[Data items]
┌──
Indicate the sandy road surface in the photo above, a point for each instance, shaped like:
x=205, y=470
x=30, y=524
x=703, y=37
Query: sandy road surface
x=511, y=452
└──
_Instructions to follow_
The records above should be restated word for word in their entirety.

_Exercise result_
Indicate the sandy road surface in the photo above, a point for each instance, shaped like:
x=205, y=470
x=30, y=524
x=703, y=37
Query: sandy road surface
x=511, y=452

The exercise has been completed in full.